- DATA LISTING:
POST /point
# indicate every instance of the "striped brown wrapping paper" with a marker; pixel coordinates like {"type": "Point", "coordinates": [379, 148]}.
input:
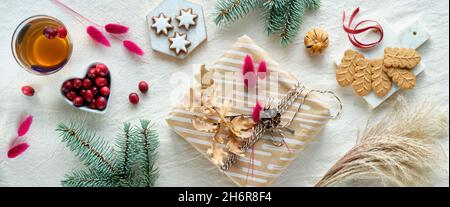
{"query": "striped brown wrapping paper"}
{"type": "Point", "coordinates": [269, 161]}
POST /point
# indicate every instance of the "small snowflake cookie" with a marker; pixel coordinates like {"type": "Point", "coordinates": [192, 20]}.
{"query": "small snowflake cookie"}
{"type": "Point", "coordinates": [186, 18]}
{"type": "Point", "coordinates": [179, 43]}
{"type": "Point", "coordinates": [161, 24]}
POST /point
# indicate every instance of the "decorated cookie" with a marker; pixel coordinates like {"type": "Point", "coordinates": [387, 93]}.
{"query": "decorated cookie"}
{"type": "Point", "coordinates": [186, 18]}
{"type": "Point", "coordinates": [161, 24]}
{"type": "Point", "coordinates": [346, 71]}
{"type": "Point", "coordinates": [179, 43]}
{"type": "Point", "coordinates": [381, 83]}
{"type": "Point", "coordinates": [362, 85]}
{"type": "Point", "coordinates": [401, 58]}
{"type": "Point", "coordinates": [404, 78]}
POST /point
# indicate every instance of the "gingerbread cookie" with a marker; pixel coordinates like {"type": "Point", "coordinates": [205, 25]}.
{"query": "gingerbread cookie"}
{"type": "Point", "coordinates": [186, 18]}
{"type": "Point", "coordinates": [161, 24]}
{"type": "Point", "coordinates": [179, 43]}
{"type": "Point", "coordinates": [362, 85]}
{"type": "Point", "coordinates": [346, 71]}
{"type": "Point", "coordinates": [401, 58]}
{"type": "Point", "coordinates": [381, 84]}
{"type": "Point", "coordinates": [404, 78]}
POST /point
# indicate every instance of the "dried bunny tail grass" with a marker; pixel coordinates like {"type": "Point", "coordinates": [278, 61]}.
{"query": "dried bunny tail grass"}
{"type": "Point", "coordinates": [401, 150]}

- REQUIRED WORK: Offset the marker coordinates in every answer of the entries above by adding 95 to each x and y value. Then write out all the lines of those entries again, leaving out the pictures and changing no other numbers.

- COMPLETE ANSWER:
POST /point
# indicate every instance of the "striped brown wrapping paper" with a marker; pixel coordinates like {"type": "Point", "coordinates": [379, 148]}.
input:
{"query": "striped brown wrapping paper"}
{"type": "Point", "coordinates": [364, 256]}
POST /point
# indicate every instance of the "small snowflake cookie" with a marker; pixel coordinates like {"type": "Point", "coordinates": [192, 20]}.
{"query": "small snowflake cookie"}
{"type": "Point", "coordinates": [281, 113]}
{"type": "Point", "coordinates": [274, 138]}
{"type": "Point", "coordinates": [256, 119]}
POST /point
# indicate every instance of the "decorated cookie" with a marker; pixel coordinates like {"type": "Point", "coordinates": [387, 93]}.
{"query": "decorated cookie"}
{"type": "Point", "coordinates": [281, 113]}
{"type": "Point", "coordinates": [256, 119]}
{"type": "Point", "coordinates": [441, 166]}
{"type": "Point", "coordinates": [274, 138]}
{"type": "Point", "coordinates": [476, 178]}
{"type": "Point", "coordinates": [457, 180]}
{"type": "Point", "coordinates": [496, 153]}
{"type": "Point", "coordinates": [499, 173]}
POST /point
# indicate every instance of the "gingerbread cookie" with a marker; pixel coordinates like {"type": "Point", "coordinates": [205, 25]}.
{"query": "gingerbread cookie"}
{"type": "Point", "coordinates": [281, 113]}
{"type": "Point", "coordinates": [256, 119]}
{"type": "Point", "coordinates": [274, 138]}
{"type": "Point", "coordinates": [457, 180]}
{"type": "Point", "coordinates": [441, 166]}
{"type": "Point", "coordinates": [496, 153]}
{"type": "Point", "coordinates": [476, 179]}
{"type": "Point", "coordinates": [499, 173]}
POST /point
# indicate every instance of the "dried bunny tail grass" with a marker; pixel coordinates like {"type": "Point", "coordinates": [278, 61]}.
{"query": "dried bunny tail grass"}
{"type": "Point", "coordinates": [496, 245]}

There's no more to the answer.